◆ What you will do:
1) Could you print the wax recycling post from "As a manufacture" up to and including "order new wax.", copied word for word?
2) Can you output the entries word for word, from the line with "Task: tag the asphalt" up to and including the final line of the entries, without the pictures?

--- Start Quoted text ---

As a manufacture in the business for over 20 years I have seen
literally tones of spent injection wax in the form of defect wax
patterns, wax spill, over shoot waste and more. Today I called many
of my suppliers as well as an injection wax manufacture. And no one
has heard of or recommends any kind of recycling process or program.

Hmmm well we all know one reason why. If you recycle your old wax
patterns, that means you will be calling them less to order new wax.
Its an age old marketing technique. If you can get away with it why
not…

Is there anyone with a recycle program? And if not who of the wax
injection manufactures will step up to the plate and be the first to
implement a program or a process?

If your reply is : “Its not worth it” well it isn’t unless you make
it worth it. I could go into the how, why, and where. But I’d like to
hear some feed back.

Thank you,
JBF


#2
Is there anyone with a recycle program? And if not who of the wax
injection manufactures will step up to the plate and be the first
to implement a program or a process?

--- End Quoted text ---
--- Start Data to use ---

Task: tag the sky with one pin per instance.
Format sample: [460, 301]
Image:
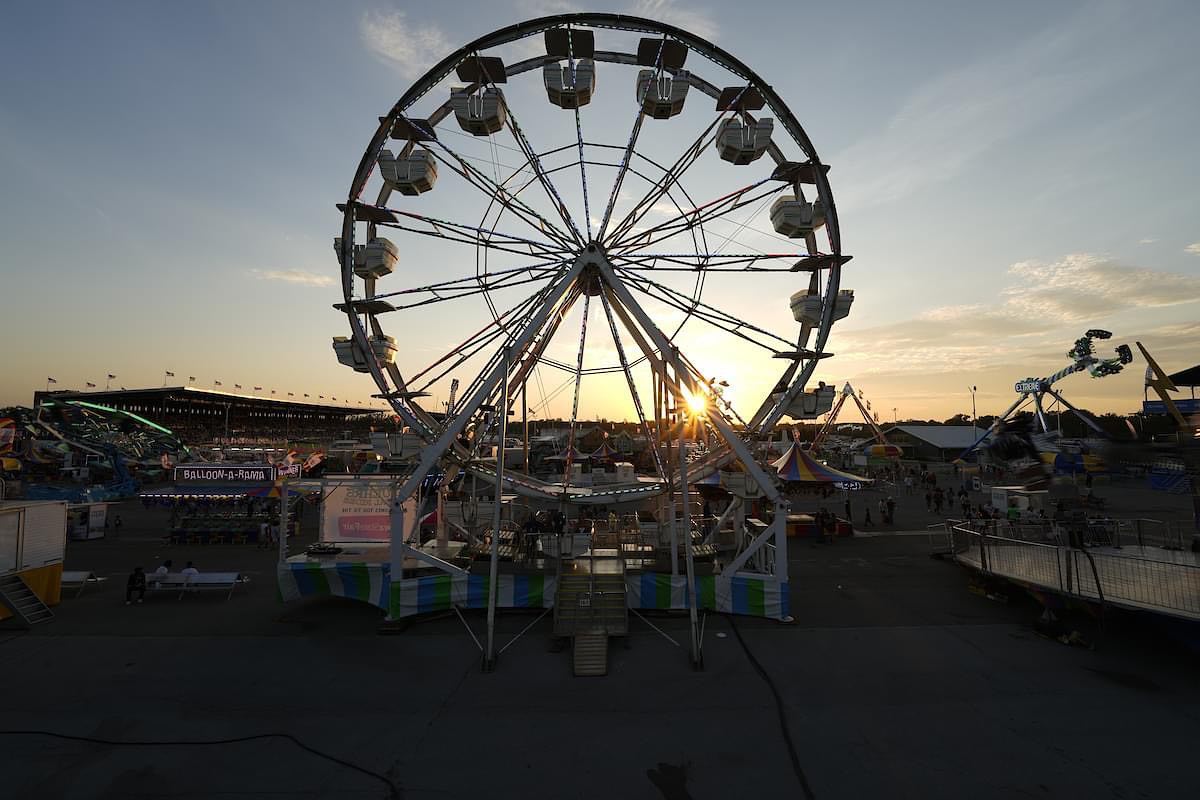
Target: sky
[1007, 176]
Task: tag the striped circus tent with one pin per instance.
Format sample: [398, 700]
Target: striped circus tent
[569, 453]
[798, 467]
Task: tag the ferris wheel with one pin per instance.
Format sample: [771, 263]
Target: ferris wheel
[591, 215]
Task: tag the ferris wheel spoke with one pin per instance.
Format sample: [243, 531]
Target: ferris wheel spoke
[575, 404]
[629, 149]
[700, 215]
[629, 382]
[498, 192]
[474, 280]
[706, 262]
[532, 356]
[483, 289]
[703, 311]
[540, 172]
[689, 157]
[579, 134]
[621, 173]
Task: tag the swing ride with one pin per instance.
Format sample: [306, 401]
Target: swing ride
[882, 447]
[546, 218]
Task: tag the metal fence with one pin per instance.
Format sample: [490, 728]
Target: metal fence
[1140, 577]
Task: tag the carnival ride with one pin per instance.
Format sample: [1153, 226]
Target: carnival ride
[659, 263]
[63, 443]
[881, 447]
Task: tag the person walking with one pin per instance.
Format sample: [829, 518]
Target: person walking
[136, 585]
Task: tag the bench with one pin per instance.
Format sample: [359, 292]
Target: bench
[79, 579]
[203, 582]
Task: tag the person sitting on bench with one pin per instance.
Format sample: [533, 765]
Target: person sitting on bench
[136, 584]
[161, 572]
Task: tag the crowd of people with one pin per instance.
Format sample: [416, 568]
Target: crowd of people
[138, 581]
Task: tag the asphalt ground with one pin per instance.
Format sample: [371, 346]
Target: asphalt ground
[897, 679]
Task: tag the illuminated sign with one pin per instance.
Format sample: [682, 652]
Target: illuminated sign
[1186, 405]
[226, 473]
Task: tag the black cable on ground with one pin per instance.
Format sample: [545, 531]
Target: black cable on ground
[394, 792]
[779, 708]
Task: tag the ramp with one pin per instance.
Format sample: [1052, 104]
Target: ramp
[25, 606]
[591, 654]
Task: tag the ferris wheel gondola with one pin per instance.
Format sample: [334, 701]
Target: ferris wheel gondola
[438, 216]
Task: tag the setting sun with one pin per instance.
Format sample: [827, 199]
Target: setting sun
[696, 404]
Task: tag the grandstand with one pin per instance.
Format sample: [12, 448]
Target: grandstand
[207, 417]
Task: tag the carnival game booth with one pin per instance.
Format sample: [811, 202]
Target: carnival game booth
[33, 545]
[219, 515]
[804, 474]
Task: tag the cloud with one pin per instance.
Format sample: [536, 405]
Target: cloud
[412, 48]
[960, 114]
[1031, 319]
[295, 276]
[691, 19]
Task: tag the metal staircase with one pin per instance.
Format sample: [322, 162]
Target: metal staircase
[589, 606]
[25, 606]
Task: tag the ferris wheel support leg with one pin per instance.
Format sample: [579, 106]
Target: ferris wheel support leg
[1041, 413]
[688, 557]
[1083, 416]
[492, 589]
[991, 428]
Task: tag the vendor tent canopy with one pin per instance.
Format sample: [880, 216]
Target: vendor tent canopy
[223, 492]
[798, 467]
[570, 452]
[605, 451]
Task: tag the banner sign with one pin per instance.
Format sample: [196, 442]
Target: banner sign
[226, 473]
[359, 511]
[1186, 405]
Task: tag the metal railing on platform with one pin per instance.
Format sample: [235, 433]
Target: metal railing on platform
[1044, 555]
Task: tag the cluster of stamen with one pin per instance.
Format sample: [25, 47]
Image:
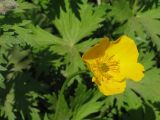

--- End Data to use ---

◆ List of solutions:
1)
As a manufacture in the business for over 20 years I have seen
literally tones of spent injection wax in the form of defect wax
patterns, wax spill, over shoot waste and more. Today I called many
of my suppliers as well as an injection wax manufacture. And no one
has heard of or recommends any kind of recycling process or program.

Hmmm well we all know one reason why. If you recycle your old wax
patterns, that means you will be calling them less to order new wax.

2)
Task: tag the asphalt ground with one pin per instance.
Format sample: [371, 346]
Target: asphalt ground
[897, 679]
Task: tag the illuminated sign with one pin per instance.
Format sample: [682, 652]
Target: illuminated sign
[1186, 405]
[226, 473]
Task: tag the black cable on ground with one pin per instance.
Format sample: [545, 531]
Target: black cable on ground
[394, 792]
[779, 708]
Task: tag the ramp with one pin per instance.
Format sample: [1052, 104]
Target: ramp
[25, 606]
[591, 654]
Task: tag the ferris wheel gondola with one pin per instance.
Format sample: [334, 701]
Target: ferris wheel gondola
[438, 216]
Task: tag the setting sun with one pin per instance.
Format sample: [827, 199]
Target: setting sun
[696, 404]
Task: tag the grandstand with one pin per instance.
Format sample: [12, 448]
Target: grandstand
[207, 417]
Task: tag the carnival game booth with one pin per instance.
Format sample: [811, 202]
Target: carnival game booth
[33, 545]
[219, 515]
[804, 474]
Task: tag the cloud with one pin per instance.
Format sample: [536, 405]
Target: cloud
[412, 48]
[960, 114]
[1031, 319]
[295, 276]
[691, 19]
Task: tag the metal staircase with one pin per instance.
Format sample: [322, 162]
Target: metal staircase
[589, 606]
[25, 606]
Task: tag the ferris wheel support leg with one pin per instance.
Format sample: [579, 106]
Target: ferris wheel support leg
[1041, 413]
[688, 557]
[1083, 416]
[492, 589]
[991, 428]
Task: tag the vendor tent canopy with one pin per instance.
Format sample: [880, 216]
Target: vendor tent canopy
[223, 492]
[798, 467]
[570, 452]
[605, 451]
Task: tag the banner sign with one pin per instance.
Format sample: [196, 442]
Target: banner sign
[226, 473]
[359, 511]
[1186, 405]
Task: tag the metal railing on platform with one pin per instance.
Format sample: [235, 433]
Target: metal railing on platform
[1044, 555]
Task: tag the cluster of stamen with one pin per instance.
Format sample: [25, 47]
Image:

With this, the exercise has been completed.